**TASK REQUIREMENTS:**
All the data should come back exactly as it was given.

(Stored items from a collection)

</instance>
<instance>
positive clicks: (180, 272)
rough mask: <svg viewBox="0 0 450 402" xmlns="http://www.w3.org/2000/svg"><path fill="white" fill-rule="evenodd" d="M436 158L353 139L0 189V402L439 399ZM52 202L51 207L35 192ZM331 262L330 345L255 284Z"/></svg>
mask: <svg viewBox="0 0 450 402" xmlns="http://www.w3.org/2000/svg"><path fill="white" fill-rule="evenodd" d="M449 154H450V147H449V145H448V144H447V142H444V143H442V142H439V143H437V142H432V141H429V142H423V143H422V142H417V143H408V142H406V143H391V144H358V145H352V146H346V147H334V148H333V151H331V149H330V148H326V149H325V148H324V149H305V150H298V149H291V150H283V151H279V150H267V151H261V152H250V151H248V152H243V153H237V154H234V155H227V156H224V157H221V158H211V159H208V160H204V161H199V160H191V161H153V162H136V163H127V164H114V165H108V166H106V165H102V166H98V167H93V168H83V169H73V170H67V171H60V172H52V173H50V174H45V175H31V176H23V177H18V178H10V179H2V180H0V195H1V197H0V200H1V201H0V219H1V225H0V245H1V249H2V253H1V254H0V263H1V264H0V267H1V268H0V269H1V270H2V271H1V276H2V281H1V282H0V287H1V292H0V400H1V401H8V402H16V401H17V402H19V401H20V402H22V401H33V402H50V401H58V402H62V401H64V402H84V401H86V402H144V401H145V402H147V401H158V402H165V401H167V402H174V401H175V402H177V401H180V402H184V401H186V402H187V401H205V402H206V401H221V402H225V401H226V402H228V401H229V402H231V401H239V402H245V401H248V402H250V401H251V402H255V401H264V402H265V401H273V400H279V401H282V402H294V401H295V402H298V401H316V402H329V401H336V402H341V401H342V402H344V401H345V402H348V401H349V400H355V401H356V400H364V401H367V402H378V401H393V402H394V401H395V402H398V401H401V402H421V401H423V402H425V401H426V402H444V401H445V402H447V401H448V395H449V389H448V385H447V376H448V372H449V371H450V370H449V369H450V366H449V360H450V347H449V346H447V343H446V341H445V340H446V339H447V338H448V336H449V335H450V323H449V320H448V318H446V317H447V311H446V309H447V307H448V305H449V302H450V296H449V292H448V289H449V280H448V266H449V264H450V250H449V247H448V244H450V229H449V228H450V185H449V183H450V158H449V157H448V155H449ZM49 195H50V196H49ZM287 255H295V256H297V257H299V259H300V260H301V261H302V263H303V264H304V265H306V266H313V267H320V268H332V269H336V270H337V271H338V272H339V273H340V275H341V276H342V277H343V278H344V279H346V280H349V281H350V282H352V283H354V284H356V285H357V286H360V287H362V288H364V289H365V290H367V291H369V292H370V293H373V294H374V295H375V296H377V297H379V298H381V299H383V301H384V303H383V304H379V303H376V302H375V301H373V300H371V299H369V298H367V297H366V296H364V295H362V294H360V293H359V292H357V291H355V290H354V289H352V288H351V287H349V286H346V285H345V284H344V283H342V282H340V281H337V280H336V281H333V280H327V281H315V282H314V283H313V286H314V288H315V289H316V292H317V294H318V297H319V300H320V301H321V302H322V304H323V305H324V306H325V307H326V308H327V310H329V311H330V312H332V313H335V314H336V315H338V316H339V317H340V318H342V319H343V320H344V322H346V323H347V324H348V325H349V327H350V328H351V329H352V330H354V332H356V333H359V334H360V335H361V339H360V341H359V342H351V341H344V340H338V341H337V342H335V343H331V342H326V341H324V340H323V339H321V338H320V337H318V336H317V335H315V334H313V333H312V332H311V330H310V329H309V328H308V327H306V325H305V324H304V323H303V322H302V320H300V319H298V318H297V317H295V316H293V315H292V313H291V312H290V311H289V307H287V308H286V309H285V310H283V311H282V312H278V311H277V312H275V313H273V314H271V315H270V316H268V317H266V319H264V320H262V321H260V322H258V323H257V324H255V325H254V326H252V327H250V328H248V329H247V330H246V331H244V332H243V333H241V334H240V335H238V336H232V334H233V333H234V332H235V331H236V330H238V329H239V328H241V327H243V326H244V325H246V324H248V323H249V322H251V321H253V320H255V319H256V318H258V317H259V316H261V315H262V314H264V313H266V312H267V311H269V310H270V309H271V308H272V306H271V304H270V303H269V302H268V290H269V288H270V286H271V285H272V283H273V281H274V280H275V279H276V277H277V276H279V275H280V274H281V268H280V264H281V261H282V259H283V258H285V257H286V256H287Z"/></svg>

**EXPECTED OUTPUT:**
</instance>
<instance>
positive clicks: (180, 272)
rough mask: <svg viewBox="0 0 450 402" xmlns="http://www.w3.org/2000/svg"><path fill="white" fill-rule="evenodd" d="M436 158L353 139L0 189V402L439 399ZM52 202L51 207L35 192ZM331 262L330 345L255 284Z"/></svg>
mask: <svg viewBox="0 0 450 402" xmlns="http://www.w3.org/2000/svg"><path fill="white" fill-rule="evenodd" d="M449 154H450V147H449V145H448V144H447V142H444V143H442V142H439V143H437V142H432V141H429V142H423V143H422V142H417V143H408V142H406V143H391V144H358V145H352V146H346V147H334V148H333V151H331V149H330V148H326V149H325V148H324V149H305V150H298V149H291V150H283V151H279V150H267V151H261V152H250V151H248V152H243V153H237V154H234V155H227V156H224V157H221V158H211V159H208V160H204V161H199V160H191V161H153V162H136V163H127V164H114V165H108V166H106V165H102V166H98V167H93V168H83V169H73V170H67V171H60V172H52V173H50V174H45V175H31V176H23V177H18V178H10V179H2V180H0V195H1V197H0V200H1V201H0V219H1V225H0V245H1V249H2V253H1V254H0V263H1V264H0V267H1V268H0V269H1V270H2V271H1V276H2V281H1V282H0V287H1V292H0V400H1V401H8V402H16V401H17V402H19V401H20V402H22V401H33V402H50V401H58V402H62V401H64V402H84V401H86V402H144V401H145V402H147V401H158V402H165V401H167V402H174V401H175V402H177V401H180V402H184V401H186V402H187V401H205V402H206V401H221V402H225V401H226V402H228V401H229V402H231V401H239V402H245V401H248V402H250V401H251V402H255V401H264V402H265V401H273V400H279V401H282V402H294V401H295V402H298V401H316V402H329V401H336V402H341V401H342V402H344V401H345V402H348V401H349V400H355V401H356V400H364V401H367V402H378V401H393V402H394V401H395V402H398V401H401V402H421V401H423V402H425V401H426V402H444V401H445V402H447V401H448V395H449V389H448V385H447V376H448V372H449V371H450V370H449V369H450V366H449V360H450V347H449V346H447V343H446V341H445V340H446V339H447V338H448V336H449V335H450V323H449V320H448V318H446V317H447V311H446V309H447V307H448V305H449V302H450V296H449V292H448V289H449V280H448V266H449V264H450V250H449V247H448V244H450V229H449V228H450V185H449V183H450V158H449V157H448V155H449ZM49 195H50V196H49ZM287 255H295V256H297V257H299V259H300V260H301V261H302V263H303V264H304V265H306V266H313V267H320V268H332V269H336V270H337V271H338V272H339V273H340V275H341V276H342V277H343V278H344V279H346V280H349V281H350V282H352V283H354V284H356V285H357V286H360V287H362V288H364V289H365V290H367V291H369V292H370V293H373V294H374V295H375V296H377V297H379V298H381V299H383V301H384V303H383V304H379V303H376V302H375V301H373V300H371V299H369V298H367V297H366V296H364V295H362V294H360V293H359V292H357V291H355V290H354V289H352V288H351V287H349V286H346V285H345V284H344V283H342V282H340V281H337V280H336V281H333V280H327V281H315V282H314V283H313V286H314V288H315V289H316V292H317V294H318V297H319V300H320V301H321V302H322V304H323V305H324V306H325V307H326V308H327V310H329V311H330V312H332V313H335V314H336V315H338V316H339V317H340V318H342V319H343V320H344V322H346V323H347V324H348V325H349V327H350V328H351V329H352V330H354V332H356V333H359V334H360V335H361V339H360V341H359V342H351V341H344V340H338V341H337V342H335V343H331V342H326V341H324V340H323V339H321V338H320V337H318V336H317V335H315V334H313V333H312V332H311V330H310V329H309V328H308V327H306V325H305V324H304V323H303V322H302V320H300V319H298V318H297V317H295V316H293V315H292V313H291V312H290V311H289V307H287V308H286V309H285V310H283V311H282V312H278V311H277V312H275V313H273V314H271V315H270V316H268V317H266V319H264V320H262V321H260V322H258V323H257V324H255V325H254V326H252V327H250V328H248V329H247V330H246V331H244V332H243V333H241V334H240V335H238V336H232V334H233V333H234V332H235V331H236V330H238V329H239V328H241V327H243V326H244V325H246V324H248V323H249V322H251V321H253V320H255V319H256V318H258V317H259V316H261V315H262V314H264V313H266V312H267V311H269V310H270V309H271V308H272V306H271V304H270V303H269V302H268V290H269V288H270V286H271V285H272V283H273V281H274V280H275V279H276V277H277V276H279V275H280V274H281V268H280V264H281V261H282V259H283V258H285V257H286V256H287Z"/></svg>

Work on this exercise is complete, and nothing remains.